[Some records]
|---|

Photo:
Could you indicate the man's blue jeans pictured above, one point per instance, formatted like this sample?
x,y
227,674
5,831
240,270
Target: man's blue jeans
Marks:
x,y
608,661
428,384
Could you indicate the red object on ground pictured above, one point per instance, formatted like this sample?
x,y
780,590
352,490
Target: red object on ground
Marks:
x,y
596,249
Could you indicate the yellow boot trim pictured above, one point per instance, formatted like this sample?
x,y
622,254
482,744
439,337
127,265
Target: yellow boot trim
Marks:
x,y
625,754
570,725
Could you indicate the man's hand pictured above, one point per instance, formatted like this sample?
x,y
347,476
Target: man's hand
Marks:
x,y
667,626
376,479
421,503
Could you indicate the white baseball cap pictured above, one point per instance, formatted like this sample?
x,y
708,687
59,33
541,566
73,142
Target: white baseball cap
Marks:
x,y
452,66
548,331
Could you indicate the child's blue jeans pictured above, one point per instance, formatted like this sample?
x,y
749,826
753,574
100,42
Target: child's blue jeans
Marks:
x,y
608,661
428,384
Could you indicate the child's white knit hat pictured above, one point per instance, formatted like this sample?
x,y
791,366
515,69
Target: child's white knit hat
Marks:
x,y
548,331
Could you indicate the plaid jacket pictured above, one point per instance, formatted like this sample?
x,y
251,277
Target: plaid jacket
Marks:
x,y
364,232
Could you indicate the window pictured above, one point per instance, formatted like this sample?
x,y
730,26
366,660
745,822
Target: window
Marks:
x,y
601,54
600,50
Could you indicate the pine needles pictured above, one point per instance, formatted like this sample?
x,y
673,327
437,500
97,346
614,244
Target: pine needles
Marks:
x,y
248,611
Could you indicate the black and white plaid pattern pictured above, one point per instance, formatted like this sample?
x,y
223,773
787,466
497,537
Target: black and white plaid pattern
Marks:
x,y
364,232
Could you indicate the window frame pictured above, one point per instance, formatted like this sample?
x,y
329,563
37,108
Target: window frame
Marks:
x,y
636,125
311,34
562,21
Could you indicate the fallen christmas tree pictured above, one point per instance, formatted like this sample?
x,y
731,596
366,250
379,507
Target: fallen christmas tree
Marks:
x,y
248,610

|---|

EXERCISE OBJECTIVE = Each line above must be printed exactly as it appears.

SOLUTION TO THE EXERCISE =
Photo:
Could you indicate the man's blue jeans pictured above, one point per instance, formatted like this sample?
x,y
227,674
5,831
240,270
Target: man's blue jeans
Marks:
x,y
608,661
428,384
Could you indicate the red object on ground pictured above, one point per instance, formatted like this sample?
x,y
780,590
352,490
Target: red object on ground
Marks:
x,y
596,249
Could you indicate the yellow boot trim pictured above, one point per instance, formatted like this sample?
x,y
622,254
482,744
439,337
127,265
Target: yellow boot trim
Marks:
x,y
625,754
570,725
Could you indicate the man's hand pictured above, one point per instance, formatted like this sample?
x,y
347,476
Target: man's hand
Marks:
x,y
667,626
376,479
421,503
Could you indicate the white baseball cap pictured above, one point per instance, formatted like this sample?
x,y
708,687
59,33
541,566
73,142
Target: white baseball cap
Marks:
x,y
452,66
548,331
Could you indicate the child's blue jeans pictured above, one point per instance, formatted like this sample?
x,y
749,826
753,574
100,42
Target: child's blue jeans
Marks:
x,y
608,661
428,384
Could you indicate the child's white knit hat pictured above, one point per instance, formatted like this sample?
x,y
791,366
515,69
Target: child's white knit hat
Marks:
x,y
548,331
Could you indicate the plaid jacket pictured above, one point per instance, formatted like this sample?
x,y
251,277
Target: plaid jacket
Marks:
x,y
364,232
Could you indicate the window pictured above, one point per instance, formatted like this sample?
x,y
730,26
366,660
745,822
Target: window
Marks:
x,y
601,54
600,50
Could you indicate the pine needles pictured above, one point per instance, formatted like this sample?
x,y
673,327
437,500
97,346
614,244
Target: pine needles
Marks:
x,y
248,611
Could you indicate the black and white plaid pattern pictured above, one point per instance, formatted like this sample?
x,y
223,773
787,466
497,537
Target: black and white plaid pattern
Marks:
x,y
364,232
Could you indicate the window frame pictured above, one point per instance, formatted like this sample?
x,y
329,563
37,108
Target: window frame
Marks:
x,y
636,125
311,34
562,21
Could you indicate the fallen christmas tree pictured above, one point per instance, formatted like this sample?
x,y
731,596
366,250
379,507
Target: fallen christmas tree
Marks:
x,y
248,610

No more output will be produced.